TASK STATEMENT:
Write the material out again exactly as it stands.

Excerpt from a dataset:
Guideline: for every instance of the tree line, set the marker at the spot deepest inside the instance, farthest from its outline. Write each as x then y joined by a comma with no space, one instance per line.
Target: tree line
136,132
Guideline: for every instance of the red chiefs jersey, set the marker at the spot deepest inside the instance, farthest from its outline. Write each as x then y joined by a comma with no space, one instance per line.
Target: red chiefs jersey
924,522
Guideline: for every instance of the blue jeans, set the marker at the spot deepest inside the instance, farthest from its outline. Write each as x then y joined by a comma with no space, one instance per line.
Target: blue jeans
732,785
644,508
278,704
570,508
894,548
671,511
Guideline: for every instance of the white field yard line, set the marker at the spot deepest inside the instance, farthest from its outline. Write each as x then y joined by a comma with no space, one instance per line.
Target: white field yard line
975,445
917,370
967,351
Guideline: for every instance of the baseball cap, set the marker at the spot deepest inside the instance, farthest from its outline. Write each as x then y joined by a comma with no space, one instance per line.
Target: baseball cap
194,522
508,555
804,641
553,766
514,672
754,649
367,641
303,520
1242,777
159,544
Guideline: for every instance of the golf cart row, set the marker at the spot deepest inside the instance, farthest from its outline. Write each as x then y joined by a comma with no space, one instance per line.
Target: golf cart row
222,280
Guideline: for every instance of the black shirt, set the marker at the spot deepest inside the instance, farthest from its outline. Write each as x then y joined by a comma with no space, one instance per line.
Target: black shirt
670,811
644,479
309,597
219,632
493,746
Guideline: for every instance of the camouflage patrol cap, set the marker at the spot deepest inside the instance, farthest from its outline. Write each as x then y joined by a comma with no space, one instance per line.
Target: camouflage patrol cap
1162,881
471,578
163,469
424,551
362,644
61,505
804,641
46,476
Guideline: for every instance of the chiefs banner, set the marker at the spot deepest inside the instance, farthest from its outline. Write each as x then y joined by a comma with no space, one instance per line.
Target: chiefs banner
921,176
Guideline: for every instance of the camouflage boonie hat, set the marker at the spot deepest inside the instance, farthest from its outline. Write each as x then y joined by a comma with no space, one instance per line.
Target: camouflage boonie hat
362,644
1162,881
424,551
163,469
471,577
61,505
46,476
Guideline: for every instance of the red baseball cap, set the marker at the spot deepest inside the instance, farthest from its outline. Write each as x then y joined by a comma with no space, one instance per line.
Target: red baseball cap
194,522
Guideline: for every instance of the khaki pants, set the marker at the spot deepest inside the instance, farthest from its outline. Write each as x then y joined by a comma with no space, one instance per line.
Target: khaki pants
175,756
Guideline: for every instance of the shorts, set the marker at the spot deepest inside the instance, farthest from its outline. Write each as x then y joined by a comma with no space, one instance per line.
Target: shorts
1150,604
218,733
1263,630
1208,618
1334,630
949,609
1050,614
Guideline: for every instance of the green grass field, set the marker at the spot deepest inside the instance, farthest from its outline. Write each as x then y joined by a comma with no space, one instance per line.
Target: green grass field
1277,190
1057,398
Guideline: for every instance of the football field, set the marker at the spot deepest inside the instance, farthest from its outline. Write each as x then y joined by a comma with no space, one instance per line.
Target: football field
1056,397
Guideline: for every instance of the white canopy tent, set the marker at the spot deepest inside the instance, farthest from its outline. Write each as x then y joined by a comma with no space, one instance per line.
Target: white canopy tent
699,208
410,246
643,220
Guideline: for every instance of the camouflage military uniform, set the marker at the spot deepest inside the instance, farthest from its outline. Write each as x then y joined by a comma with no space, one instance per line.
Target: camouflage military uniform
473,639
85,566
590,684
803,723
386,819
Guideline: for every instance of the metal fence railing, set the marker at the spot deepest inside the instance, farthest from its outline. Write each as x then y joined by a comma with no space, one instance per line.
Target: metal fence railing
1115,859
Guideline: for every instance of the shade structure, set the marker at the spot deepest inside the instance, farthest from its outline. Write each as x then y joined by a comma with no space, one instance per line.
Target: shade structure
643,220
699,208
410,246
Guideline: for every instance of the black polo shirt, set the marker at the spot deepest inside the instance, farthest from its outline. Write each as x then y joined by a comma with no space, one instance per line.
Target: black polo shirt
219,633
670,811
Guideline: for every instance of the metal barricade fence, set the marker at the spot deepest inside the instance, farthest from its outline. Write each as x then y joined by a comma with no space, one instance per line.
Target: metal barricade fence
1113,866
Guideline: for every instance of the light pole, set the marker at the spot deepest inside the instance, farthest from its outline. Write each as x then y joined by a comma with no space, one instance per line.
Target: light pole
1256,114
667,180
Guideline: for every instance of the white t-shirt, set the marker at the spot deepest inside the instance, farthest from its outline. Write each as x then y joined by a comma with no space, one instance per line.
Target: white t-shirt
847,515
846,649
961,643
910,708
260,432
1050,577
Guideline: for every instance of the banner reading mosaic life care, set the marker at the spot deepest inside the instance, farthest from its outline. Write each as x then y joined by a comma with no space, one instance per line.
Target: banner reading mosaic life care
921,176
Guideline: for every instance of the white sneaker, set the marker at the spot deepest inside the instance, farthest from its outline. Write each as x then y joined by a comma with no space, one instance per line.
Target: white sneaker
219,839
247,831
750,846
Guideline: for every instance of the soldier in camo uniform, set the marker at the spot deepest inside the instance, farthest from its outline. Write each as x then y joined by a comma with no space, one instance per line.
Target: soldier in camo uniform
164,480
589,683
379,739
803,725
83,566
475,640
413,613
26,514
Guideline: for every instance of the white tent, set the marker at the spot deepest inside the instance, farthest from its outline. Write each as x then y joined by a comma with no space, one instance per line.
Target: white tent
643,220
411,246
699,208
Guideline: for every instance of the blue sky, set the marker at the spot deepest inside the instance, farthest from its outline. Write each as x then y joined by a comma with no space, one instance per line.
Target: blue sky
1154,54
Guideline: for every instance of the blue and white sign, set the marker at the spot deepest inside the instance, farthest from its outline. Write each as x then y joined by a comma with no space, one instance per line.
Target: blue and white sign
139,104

WRITTEN ANSWER:
Guideline: for every instance of the tree line, set the marker at the spot deepest inside the instance, farthest from its outline. Write each as x then y joined by a comma with no space, one instance per line.
Target: tree line
136,132
Guideline: for every instance of the red chiefs jersey, set the marker at the spot deepest inside the instance, farthest from its outline. Write each as x then y joined by a comma with no space, one instance per line.
Target: red chiefs jersey
924,522
Guideline: for every instance of the blue jeans, set the marker at the spot deepest inside the instance, farthest from its outline. Write each as x then y joined by a comma with no space, one instance per line.
Target: blue jeans
732,785
644,508
278,704
570,508
894,548
671,511
Guideline: for every instance of the white field yard line, set the marker at the spot deepest inside the instance, farthest from its outline. Write each as x then y joined by a comma with no space, one instance per line.
Target: white field yard line
975,445
917,370
967,351
Guideline: for every instance of the baseball cap, set the marker at the spot deepest inside the instance, farthest from its outline. Write each as x then y joined by a comma with no space, one instance per line.
Target: baseball cap
194,522
508,555
804,641
553,766
514,672
754,649
367,641
303,520
1242,777
159,544
Guideline: for every instance of the golf cart row, set the marker at the spot deepest inside the instance, farthest from its outline. Write each as x then y joined by a comma with no space, one instance per line.
Target: golf cart row
222,280
Guideline: for every instance of the black shirt, set the marker at the spot deepest inside the instance, farthest from its outline. Write each as x then y joined by a comma with no space, one instance per line.
Target: black shirt
670,811
644,479
309,597
219,632
493,746
Guideline: for every instance of the camouflage patrol cap, set the marker at the spot deepest inside the instance, farthest from its outline. Write each as x then y joined by a comma with no space, one instance per line.
Target: camouflage patrol cap
1162,881
471,578
163,469
424,551
362,644
61,505
804,641
46,476
Guideline: for every instance of the chiefs banner, set the marker at the spot deepest inside the instance, farthest from its outline. Write each as x then y joined by a comma with no space, one instance per line.
Target: chiefs banner
921,176
Guideline: for every instance of the camouflage boonie hat, set the marker at the spot deepest inside the instance, farthest from its outline. Write each as x then y joined by a comma with no space, one instance per line.
Target: camouflage boonie hat
362,644
1162,881
424,551
163,469
471,577
61,505
46,476
Guideline: for every instance of the red baseball cap, set the marker at the spot deepest inside the instance, farthest from its outline. Write each as x then y joined by a comma with no space, one instance per line.
Target: red baseball cap
194,522
Guideline: for every instance of the khaki pants, set the marker at the spot deepest inside the instance, farthest from its outline. Write each as x then y joined by a comma with no space, one instance per line.
Target: khaki pants
175,756
Guideline: for every instance of the shorts, set the marker at the spot deepest inside the instance, farthest from its outline. Write each as x then y joined by a comma with no space, one instance per line.
Target: shorts
1150,604
218,733
1263,630
1208,618
1334,630
949,609
1050,614
Guideline: for every instance of the green grass field, set the marker at the spot deepest inside the instance, farthest from its outline. Write each as x then y joined by a comma with no space, one instance per line.
Target: green grass field
1277,190
1057,398
Guideline: for every instance of the football field, set the marker at the spot deepest inside the instance, farthest from its outline. Write each as x then y joined by a comma with no space, one instance per line.
Target: football field
1056,397
Guideline: for every instance of the white canopy tent, set the marker at the spot deepest inside the instance, farthest from its outline. Write each as x then y joined by a comma with no space, one instance per line.
Target: white canopy tent
699,208
410,246
643,220
Guideline: for every instance of the camouflage military uniform, set the marker at the spot deepest inside the instance, farthest from its outline. Write each as x then y joined by a comma with no space, one instance per line.
Target: camouflage military uniform
473,639
85,566
590,684
803,723
386,819
Guideline: for every instance of the metal fence railing, set the marker at the spot deepest inside the instance, farthest from its outline. Write each as x then y joined by a comma with no space, one instance per line.
Target: metal fence railing
1115,859
Guideline: for every instance of the shade structure, set the marker at the spot deepest inside the instance, farthest from its outline. Write each as x then y joined by a comma with no space, one instance per line.
Target: shade structure
643,220
699,208
410,246
Guideline: for every instance of the black polo shirt, set the marker at the spot deepest inside the instance, farthest from its outline. Write each as x then y joined by a comma with no space, one instance per line.
Target: black polo shirt
219,633
670,811
Guideline: for every instance of the metal barricade fence, set the marker at the spot deepest inside the instance, farthest from its outline. Write each as x then y joined by a comma with no space, one instance per line.
Target: metal barricade fence
1113,866
Guideline: for every instance of the light pole, set the marker at the spot deepest inside the instance, farthest from its outline. Write each as x then y joined by a comma with no space, one instance per line.
Target: light pole
1256,114
667,180
Guideline: for every instance of the white t-shirt, set the marker at the spot deepest inside the instance, farthest from its outline. Write each as x then y joined by a comma with no space, one instance per line.
Target: white t-shirt
847,515
846,649
961,643
910,708
260,432
1050,577
Guideline: for every instance of the banner reading mosaic life care, set the marker at the spot deepest inside the instance, farthest from its outline. Write each as x then y joined by a comma with no space, one instance per line.
Target: banner reading mosaic life care
921,176
Guideline: for every instance of the white sneaker, set the marker at the spot deepest inside the instance, farthest from its outline. Write each as x then y joined by a comma with no space, one instance per line.
Target: white sneaker
219,839
247,831
750,846
Guideline: for every instance of the soldier in camo uniform, set the marker at the spot deepest inside the instance, farthest from its outline. Write each as x then y joined by a comma with no space, one instance per line.
Target: soldier in camo uniform
164,480
589,683
379,739
803,725
83,566
475,640
413,613
26,514
Guideline: for every instance of the white tent, set the marker at the spot deepest inside the instance, farthest from its outline. Write each as x then y joined by a comma with no space, one instance per line.
Target: white tent
643,220
411,246
699,208
Guideline: for every instance of the blue sky, set the marker at the spot deepest inside the instance, farthest from its outline. Write each as x then y joined by a comma with no space, one instance per line.
Target: blue sky
1154,54
Guideline: for every instance of the blue and white sign, set the marker at the spot deepest inside the instance, farthest from its outline. Write each as x then y joined by a comma with no space, one instance per line.
Target: blue and white sign
139,104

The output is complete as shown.